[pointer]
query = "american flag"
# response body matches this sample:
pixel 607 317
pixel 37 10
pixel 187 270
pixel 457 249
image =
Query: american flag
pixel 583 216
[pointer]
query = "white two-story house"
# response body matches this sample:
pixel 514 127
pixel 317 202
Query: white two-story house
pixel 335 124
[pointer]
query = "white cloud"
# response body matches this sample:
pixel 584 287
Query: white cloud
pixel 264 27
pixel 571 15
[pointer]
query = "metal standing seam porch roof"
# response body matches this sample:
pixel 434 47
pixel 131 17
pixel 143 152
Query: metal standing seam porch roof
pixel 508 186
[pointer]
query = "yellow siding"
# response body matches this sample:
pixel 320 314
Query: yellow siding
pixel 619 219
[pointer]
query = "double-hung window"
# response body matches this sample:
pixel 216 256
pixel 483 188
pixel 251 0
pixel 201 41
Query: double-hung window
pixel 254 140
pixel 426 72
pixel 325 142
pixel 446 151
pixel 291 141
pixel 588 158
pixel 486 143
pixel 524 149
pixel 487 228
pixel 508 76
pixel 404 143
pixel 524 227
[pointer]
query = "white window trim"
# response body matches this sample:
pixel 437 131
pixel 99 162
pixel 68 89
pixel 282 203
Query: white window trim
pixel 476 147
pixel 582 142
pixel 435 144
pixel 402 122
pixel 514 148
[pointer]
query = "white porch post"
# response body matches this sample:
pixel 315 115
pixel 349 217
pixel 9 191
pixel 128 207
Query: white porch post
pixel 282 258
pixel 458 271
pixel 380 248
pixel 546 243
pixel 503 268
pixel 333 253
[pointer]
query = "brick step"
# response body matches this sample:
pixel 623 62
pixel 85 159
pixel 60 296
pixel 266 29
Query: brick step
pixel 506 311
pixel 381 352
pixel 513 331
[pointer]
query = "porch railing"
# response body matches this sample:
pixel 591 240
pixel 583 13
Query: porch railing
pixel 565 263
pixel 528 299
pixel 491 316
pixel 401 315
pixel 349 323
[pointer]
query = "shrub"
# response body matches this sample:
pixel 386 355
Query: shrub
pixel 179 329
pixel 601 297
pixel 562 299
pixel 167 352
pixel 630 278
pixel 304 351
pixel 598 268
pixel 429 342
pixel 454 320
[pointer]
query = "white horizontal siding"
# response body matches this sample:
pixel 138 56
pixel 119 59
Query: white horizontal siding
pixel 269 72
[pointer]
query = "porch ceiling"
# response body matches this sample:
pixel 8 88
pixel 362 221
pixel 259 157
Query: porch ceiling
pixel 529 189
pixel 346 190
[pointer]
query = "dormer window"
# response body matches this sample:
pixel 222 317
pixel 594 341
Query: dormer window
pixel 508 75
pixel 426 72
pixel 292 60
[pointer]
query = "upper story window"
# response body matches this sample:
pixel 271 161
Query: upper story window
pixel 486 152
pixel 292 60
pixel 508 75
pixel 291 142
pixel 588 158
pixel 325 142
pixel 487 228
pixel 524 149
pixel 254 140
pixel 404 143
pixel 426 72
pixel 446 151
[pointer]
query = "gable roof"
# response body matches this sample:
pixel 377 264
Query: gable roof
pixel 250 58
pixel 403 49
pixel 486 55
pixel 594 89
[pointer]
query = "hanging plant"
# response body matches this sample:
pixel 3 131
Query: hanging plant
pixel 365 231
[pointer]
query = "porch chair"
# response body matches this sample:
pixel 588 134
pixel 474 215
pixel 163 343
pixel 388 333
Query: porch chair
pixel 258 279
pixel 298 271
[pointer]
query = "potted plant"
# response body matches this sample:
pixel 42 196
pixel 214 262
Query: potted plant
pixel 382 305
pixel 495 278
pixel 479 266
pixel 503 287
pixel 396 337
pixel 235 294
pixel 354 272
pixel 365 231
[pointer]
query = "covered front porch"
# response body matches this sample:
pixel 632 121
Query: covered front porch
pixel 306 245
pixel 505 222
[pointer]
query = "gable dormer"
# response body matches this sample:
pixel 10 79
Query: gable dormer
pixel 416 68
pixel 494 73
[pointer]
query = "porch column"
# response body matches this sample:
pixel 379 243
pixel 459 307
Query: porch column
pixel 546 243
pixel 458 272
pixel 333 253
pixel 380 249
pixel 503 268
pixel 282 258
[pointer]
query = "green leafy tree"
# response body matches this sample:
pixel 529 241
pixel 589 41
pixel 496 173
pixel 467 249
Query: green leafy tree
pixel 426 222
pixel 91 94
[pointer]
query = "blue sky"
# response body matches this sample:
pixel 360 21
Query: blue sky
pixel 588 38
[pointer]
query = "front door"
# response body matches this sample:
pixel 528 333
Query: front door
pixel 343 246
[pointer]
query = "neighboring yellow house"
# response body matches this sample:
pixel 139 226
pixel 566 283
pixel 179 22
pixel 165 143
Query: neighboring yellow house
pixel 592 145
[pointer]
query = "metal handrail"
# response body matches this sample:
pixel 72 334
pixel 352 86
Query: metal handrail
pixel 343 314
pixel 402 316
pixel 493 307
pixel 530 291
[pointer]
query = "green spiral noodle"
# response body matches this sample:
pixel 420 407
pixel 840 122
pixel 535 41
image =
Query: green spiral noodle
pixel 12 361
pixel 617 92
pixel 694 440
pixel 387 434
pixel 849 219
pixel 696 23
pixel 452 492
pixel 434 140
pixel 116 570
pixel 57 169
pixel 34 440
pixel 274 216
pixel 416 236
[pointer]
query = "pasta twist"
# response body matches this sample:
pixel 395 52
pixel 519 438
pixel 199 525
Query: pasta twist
-=-=-
Count the lines of the material above that contain the string "house", and reply with the number alone.

_Solution for this problem_:
4